Passage provided:
--- start ---

Although the polling-rich election season ended months ago, there remains plenty of debate surrounding public opinion polling. Nowadays social media and cable news chatter centers around around Donald Trump’s approval ratings. The data, which has come in the form of 971 different opinion polls as of February 27th, has been interpreted very differently by separate sects of the public–including by the president himself:
The same people who did the phony election polls, and were so wrong, are now doing approval rating polls. They are rigged just like before.— Donald J. Trump (@realDonaldTrump) January 17, 2017
It’s unlikely that data (of any kind) could sway Trump. But the wide-ranging reaction by the public is more understandable as these polls are telling somewhat different stories. Of the 95 approval rating polls that have been conducted, the average net rating is -3.4 points (net rating = Approve % - Disapprove %, where negative values indicate more people disapprove of Trump than approve of him). But this net approval rating has ranged from as low as -18 points to +18 points.
Given how a poll can differ by several factors such as the medium through which it’s conducted and the portion of the public it surveys, this variability should not come as a total surprise. What’s important to do in this case is to measure what qualities of polls lead to a more favorable or unfavorable result for Trump in his approval rating. In this way, interpreting the influx of polls out in the public domain becomes easier.
Trying to measure the effects of different factors all at one makes this situation ripe for multivariate regression analysis. Natalie Jackson of HuffPost Pollster took a key first step on this front, finding that the effects of the Rasmussen poll, polls with registered voters, and polls conducted online had positive significant effects in a regression predicting Trump net approval. Below, we expand on this by first running a more recent regression and doing so for both net approval rating and approval percentage, and then calculating house effects for each pollster.
1. What Affects Trump’s Approval Rating?
In order to isolate the effects of different factors, we first have to determine which factors of a poll to look at. In the table below (scroll to the bottom), we ran models that predicted net approval rating (% approving of Trump in a poll minus % disapproving of Trump), appearing in columns 1-3, and approval percentage (% approving of Trump in a poll), appearing in column 4-6. The data came from the HuffPost Pollster website. We used a few different independent variables for both sets of models:
- Survey population (i.e. polling universe): We looked at polls surveying either all adults in the United States, only registered voters, and or "likely voters" (modeled on their likelihood to vote in the next election). The "Adult Population" effect serves as the baseline for the estimate for this variable, with the table below showing the effects of a "Registered Voter Population" and "Likely Voter Population" relative to the "Adult Population" effect.

--- end ---

Given records:
--- start ---

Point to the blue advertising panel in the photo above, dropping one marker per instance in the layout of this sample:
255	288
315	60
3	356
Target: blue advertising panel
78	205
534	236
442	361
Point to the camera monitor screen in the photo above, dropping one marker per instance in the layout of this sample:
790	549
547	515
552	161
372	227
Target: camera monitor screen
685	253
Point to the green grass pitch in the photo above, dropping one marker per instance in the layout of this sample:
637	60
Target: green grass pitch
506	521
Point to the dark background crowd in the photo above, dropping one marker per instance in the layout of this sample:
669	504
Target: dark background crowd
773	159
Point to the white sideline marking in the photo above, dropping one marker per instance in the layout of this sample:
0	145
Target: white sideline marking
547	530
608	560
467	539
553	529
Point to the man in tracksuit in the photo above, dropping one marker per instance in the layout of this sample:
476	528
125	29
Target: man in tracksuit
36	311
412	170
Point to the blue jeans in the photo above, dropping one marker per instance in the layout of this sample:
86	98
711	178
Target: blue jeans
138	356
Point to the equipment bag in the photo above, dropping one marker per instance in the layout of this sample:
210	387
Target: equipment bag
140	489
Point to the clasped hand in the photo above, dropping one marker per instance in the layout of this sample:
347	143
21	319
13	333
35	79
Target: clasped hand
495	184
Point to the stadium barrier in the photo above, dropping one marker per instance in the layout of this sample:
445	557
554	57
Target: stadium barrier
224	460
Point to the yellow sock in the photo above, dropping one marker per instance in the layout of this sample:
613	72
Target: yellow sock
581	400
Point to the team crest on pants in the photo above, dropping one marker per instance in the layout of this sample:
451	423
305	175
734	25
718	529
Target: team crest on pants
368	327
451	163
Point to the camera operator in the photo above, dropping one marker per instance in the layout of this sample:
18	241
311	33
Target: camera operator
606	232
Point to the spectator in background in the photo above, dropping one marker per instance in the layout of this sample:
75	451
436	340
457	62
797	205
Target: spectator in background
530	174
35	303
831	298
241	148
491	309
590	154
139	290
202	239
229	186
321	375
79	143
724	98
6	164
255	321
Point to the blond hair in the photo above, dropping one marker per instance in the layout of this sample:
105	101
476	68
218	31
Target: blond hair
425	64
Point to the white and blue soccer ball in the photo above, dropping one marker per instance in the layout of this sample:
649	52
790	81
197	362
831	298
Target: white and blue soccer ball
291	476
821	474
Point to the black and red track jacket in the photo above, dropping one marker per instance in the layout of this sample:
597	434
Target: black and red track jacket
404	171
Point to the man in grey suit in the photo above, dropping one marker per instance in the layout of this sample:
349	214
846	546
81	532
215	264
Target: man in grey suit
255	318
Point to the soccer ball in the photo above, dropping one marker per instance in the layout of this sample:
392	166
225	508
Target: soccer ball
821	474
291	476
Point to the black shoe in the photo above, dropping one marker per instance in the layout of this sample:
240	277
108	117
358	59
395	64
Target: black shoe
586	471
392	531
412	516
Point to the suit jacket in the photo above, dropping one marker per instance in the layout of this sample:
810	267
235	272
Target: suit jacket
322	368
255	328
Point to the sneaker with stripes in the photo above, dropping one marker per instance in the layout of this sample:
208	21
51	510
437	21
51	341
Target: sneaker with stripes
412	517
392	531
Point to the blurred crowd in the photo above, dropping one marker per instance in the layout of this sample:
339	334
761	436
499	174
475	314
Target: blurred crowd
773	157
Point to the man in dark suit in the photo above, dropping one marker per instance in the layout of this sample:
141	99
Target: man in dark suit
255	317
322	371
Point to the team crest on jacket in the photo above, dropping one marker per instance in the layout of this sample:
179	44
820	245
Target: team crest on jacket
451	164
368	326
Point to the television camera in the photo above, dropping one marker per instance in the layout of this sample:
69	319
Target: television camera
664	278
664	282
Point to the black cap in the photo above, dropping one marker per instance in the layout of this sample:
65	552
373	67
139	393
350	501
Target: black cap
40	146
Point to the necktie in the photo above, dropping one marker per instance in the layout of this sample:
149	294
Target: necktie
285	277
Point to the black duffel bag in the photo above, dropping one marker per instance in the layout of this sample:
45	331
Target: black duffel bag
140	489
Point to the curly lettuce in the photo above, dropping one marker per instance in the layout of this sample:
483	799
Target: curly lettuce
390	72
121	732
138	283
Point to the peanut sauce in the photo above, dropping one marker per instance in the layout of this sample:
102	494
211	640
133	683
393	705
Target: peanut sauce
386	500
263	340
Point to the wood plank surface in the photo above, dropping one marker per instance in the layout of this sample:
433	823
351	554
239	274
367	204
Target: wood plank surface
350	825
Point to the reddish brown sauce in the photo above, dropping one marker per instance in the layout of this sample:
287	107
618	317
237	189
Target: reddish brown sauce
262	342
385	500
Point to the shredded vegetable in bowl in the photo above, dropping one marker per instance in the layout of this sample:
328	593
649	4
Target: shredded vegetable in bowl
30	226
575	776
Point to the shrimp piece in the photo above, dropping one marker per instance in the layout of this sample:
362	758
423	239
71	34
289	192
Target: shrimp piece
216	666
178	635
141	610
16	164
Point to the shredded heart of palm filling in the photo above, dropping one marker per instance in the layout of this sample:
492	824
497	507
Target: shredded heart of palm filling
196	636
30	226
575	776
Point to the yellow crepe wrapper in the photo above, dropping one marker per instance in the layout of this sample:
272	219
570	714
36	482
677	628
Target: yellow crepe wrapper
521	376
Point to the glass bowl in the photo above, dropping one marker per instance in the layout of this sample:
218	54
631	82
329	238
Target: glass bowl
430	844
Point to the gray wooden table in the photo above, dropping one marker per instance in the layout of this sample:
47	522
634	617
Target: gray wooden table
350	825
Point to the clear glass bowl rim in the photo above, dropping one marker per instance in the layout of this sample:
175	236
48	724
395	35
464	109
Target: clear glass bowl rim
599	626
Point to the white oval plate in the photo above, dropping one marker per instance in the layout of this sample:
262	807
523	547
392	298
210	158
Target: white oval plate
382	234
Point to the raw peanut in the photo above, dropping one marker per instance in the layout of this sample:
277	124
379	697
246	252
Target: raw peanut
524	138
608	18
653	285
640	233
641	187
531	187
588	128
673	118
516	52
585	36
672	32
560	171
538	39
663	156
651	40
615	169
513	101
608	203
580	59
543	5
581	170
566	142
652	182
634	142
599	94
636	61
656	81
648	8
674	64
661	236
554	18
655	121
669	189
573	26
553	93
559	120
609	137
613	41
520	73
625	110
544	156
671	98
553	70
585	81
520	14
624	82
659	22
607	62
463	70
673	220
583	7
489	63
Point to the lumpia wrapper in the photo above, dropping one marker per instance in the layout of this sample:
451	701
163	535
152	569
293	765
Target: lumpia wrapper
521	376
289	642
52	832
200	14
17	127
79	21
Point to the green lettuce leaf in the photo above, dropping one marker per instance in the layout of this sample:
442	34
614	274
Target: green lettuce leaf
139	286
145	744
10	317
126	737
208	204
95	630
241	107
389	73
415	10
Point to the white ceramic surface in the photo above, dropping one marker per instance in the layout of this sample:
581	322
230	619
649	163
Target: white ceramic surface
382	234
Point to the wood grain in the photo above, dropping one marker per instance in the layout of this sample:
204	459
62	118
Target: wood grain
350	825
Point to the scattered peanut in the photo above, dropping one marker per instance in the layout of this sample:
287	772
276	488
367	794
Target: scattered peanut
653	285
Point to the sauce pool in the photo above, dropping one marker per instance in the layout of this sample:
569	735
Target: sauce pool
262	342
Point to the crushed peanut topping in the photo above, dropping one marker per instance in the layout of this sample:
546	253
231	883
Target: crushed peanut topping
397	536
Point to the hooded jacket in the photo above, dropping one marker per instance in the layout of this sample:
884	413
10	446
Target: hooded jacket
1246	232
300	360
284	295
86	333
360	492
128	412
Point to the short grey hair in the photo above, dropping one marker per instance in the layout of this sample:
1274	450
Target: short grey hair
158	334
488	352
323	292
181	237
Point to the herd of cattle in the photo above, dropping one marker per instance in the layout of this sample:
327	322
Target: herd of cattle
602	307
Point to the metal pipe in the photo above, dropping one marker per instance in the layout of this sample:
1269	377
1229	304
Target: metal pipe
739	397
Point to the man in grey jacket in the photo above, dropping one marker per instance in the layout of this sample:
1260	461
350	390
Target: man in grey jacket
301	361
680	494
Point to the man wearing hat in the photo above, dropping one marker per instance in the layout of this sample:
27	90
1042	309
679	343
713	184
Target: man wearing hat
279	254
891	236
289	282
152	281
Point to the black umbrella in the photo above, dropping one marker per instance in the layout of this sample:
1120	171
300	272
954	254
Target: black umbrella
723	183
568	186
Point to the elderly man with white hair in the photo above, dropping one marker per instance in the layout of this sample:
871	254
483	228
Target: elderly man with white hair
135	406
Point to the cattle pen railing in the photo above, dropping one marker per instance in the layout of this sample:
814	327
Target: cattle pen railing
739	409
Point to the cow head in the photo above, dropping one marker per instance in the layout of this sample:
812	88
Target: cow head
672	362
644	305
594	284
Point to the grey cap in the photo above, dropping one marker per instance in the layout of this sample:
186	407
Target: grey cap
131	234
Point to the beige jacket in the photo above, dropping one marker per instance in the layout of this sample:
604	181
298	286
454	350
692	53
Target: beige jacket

--- end ---

Please extend the analysis of Trump approval rating polls from the point where it stops. The entries have no connection to the analysis of Trump approval polls.

Answer to this problem:
- Survey mode: This variable takes into account how a survey is conducted: through a live phone interview, a self-administered online questionnaire, or a mix of interactive voice response and online surveys (IVR/Online). We limit our scope to these three survey modes. Like with the previous variable, we have a baseline--"Live Phone" polls--with effects for "IVR/Online" and "Online" polls measured relative to this baseline appearing in the regression table.
- Days since the inauguration: Calculated as the days between a poll's end field date and January 20th, 2017.
- Poll field time: Calculated as the difference in days between the start and end date of a poll's period in the field.
- No opinion percentage: Calculated by subtracting the percent approving and disapproving of Trump from 100, leaving us with people who weren't sure or had no opinion about Trump in a poll.
- Pollster: which survey house conducted the poll?.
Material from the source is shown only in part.